EXERCISE -
The whole of the data is to be reproduced exactly.

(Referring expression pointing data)
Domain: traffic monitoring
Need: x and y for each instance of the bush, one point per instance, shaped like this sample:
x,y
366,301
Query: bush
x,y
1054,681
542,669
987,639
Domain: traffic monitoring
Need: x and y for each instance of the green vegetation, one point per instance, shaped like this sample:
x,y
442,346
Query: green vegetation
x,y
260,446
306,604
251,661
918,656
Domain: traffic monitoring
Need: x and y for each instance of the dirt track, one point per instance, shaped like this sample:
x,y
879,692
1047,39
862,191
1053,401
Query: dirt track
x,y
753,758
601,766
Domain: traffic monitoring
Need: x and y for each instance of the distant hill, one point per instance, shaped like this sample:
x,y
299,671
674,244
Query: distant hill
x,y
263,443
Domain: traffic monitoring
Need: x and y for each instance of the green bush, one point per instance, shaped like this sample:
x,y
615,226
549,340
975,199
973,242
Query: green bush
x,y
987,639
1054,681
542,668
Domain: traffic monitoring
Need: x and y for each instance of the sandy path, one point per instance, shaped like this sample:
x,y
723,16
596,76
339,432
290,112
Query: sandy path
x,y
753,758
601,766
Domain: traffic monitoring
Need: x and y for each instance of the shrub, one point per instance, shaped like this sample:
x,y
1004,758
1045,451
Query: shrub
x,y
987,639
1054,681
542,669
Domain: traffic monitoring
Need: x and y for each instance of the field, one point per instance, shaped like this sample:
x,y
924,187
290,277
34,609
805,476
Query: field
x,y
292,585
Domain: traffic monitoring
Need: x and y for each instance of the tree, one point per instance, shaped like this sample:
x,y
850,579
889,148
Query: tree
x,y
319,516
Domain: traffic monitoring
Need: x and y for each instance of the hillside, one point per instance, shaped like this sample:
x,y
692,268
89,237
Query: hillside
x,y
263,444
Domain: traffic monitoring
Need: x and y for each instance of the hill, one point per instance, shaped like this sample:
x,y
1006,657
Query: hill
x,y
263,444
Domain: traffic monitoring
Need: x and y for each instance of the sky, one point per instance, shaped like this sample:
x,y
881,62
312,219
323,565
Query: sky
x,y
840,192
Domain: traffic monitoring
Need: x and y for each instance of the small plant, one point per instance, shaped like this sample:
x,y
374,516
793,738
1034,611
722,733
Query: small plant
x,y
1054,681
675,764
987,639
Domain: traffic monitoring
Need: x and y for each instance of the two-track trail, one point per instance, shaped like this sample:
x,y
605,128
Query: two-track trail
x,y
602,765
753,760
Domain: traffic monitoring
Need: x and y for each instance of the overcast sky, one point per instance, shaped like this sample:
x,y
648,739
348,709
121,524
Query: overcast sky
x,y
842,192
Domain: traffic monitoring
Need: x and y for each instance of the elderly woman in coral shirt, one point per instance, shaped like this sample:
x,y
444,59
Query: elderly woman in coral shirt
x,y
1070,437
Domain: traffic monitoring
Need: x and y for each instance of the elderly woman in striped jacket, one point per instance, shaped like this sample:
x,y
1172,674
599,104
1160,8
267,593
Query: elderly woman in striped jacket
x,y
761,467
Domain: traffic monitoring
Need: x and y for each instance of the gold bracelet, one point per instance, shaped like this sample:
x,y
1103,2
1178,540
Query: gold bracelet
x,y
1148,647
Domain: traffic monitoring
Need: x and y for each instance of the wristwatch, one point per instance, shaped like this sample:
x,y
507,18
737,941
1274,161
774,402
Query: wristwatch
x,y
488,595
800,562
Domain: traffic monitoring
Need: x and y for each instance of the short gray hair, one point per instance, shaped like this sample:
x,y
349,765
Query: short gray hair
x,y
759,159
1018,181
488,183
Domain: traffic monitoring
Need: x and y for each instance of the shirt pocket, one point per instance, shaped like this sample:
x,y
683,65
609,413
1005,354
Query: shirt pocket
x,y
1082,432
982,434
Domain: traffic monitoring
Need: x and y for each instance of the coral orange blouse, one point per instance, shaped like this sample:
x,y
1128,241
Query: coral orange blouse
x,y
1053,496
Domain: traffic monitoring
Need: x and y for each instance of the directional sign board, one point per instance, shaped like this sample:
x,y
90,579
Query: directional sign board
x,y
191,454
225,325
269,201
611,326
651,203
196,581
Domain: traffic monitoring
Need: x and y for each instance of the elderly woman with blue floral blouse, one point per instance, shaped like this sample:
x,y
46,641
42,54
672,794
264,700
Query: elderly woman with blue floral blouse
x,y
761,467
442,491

ANSWER SECTION -
Domain: traffic monitoring
Need: x and y for each instance of the bush, one point per instance, shaped like this sample:
x,y
366,301
Query: bush
x,y
1054,681
542,669
987,639
Domain: traffic monitoring
Need: x and y for each instance of the green vegetation, one point per instance, shaped like this sample:
x,y
442,346
Query: green vegetation
x,y
260,446
306,604
251,661
918,656
Domain: traffic monitoring
Need: x and y for each instance of the dirt track, one point per instance, shaped like this sample:
x,y
879,692
1047,39
862,191
1053,401
Query: dirt track
x,y
753,758
601,766
Domain: traffic monitoring
Need: x and y for each instance of the distant hill, one point per instance, shaped like this sample:
x,y
299,671
674,244
Query: distant hill
x,y
263,443
Domain: traffic monitoring
Need: x and y for each instance of the green bush, one point per instance, shaped like this sample:
x,y
615,226
549,340
975,199
973,242
Query: green bush
x,y
987,639
1054,681
542,668
Domain: traffic monitoring
Need: x and y for each instance of the sandy path, one point per instance, shaped like this sample:
x,y
723,16
596,76
339,432
290,112
Query: sandy path
x,y
753,758
601,766
Domain: traffic monitoring
Need: x and y for each instance of the shrub, one point per instance, shaped like this sample:
x,y
1004,758
1045,451
Query: shrub
x,y
987,639
1054,681
542,669
Domain: traffic monitoring
Need: x and y for each instance of the field, one point per instance, shaped like this sample:
x,y
924,187
290,277
34,609
805,476
Query: field
x,y
292,585
Domain: traffic monitoring
Need: x and y for each instance of the tree, one point per instance, shaped like this sample:
x,y
850,579
889,148
Query: tree
x,y
319,516
Domain: traffic monitoring
Need: x and y for each instance of the hillside, one point per instance, shaped like this sample:
x,y
692,268
89,237
Query: hillside
x,y
263,444
Domain: traffic monitoring
Need: x and y for each instance of the hill, one point per instance, shaped like this sample:
x,y
1006,657
Query: hill
x,y
263,444
Domain: traffic monitoring
Need: x and y for each instance of the sky, one point per instance, shaped like this sample:
x,y
881,62
312,219
323,565
Query: sky
x,y
840,192
Domain: traffic monitoring
Need: x and y for each instance of the small plant, one point per instance, shaped like this sample:
x,y
374,516
793,738
1034,611
722,733
Query: small plant
x,y
1054,681
675,764
987,639
Domain: traffic monitoring
Need: x and y for each instance of the two-track trail, one point per instance, shaped like this sample:
x,y
605,128
Query: two-track trail
x,y
602,765
753,760
Domain: traffic monitoring
Need: x and y for each instance of the overcast sky, one point per instance, shaped like this sample:
x,y
648,739
348,709
121,524
Query: overcast sky
x,y
842,192
Domain: traffic monitoring
Need: x and y for each instance of the elderly woman in coral shirt, one point per instance, shaped like this sample:
x,y
444,59
Query: elderly woman in coral shirt
x,y
1070,437
Domain: traffic monitoring
Need: x and y for each instance of the elderly woman in striped jacket, one point per instance, shaped like this sample:
x,y
1172,674
599,104
1160,8
267,593
Query: elderly woman in striped jacket
x,y
761,467
Domain: traffic monitoring
Need: x and y for each instance of the gold bracelet, one point per instance, shaped like this sample:
x,y
1103,2
1178,540
Query: gold bracelet
x,y
1148,647
Domain: traffic monitoring
Need: x and y for each instance of the wristwatch, one point per instance, shaped like this sample:
x,y
507,18
737,941
1274,161
774,402
Query: wristwatch
x,y
488,595
800,562
Domain: traffic monitoring
Need: x and y for each instance of the short gray hair, one point per instance, shaped like this sample:
x,y
349,765
Query: short gray hair
x,y
759,159
1018,181
488,183
Domain: traffic monitoring
Need: x and y for each instance of the shirt pocket, one point per instance, shaped like this sample:
x,y
683,65
609,413
1005,354
Query: shirt pocket
x,y
1082,432
982,434
Domain: traffic monitoring
Need: x and y for each instance of the coral orange blouse, one point per instance, shaped like this sample:
x,y
1128,241
Query: coral orange blouse
x,y
1053,496
Domain: traffic monitoring
Need: x and y for each instance of the directional sign board, one point per instance, shaped like this sample:
x,y
90,579
Query: directional sign board
x,y
191,454
225,325
269,201
611,326
651,203
196,581
Domain: traffic monitoring
Need: x and y for each instance of the elderly woman with blue floral blouse, one point per instance, shaped like this sample:
x,y
46,641
42,54
672,794
264,700
Query: elderly woman with blue floral blouse
x,y
761,467
442,491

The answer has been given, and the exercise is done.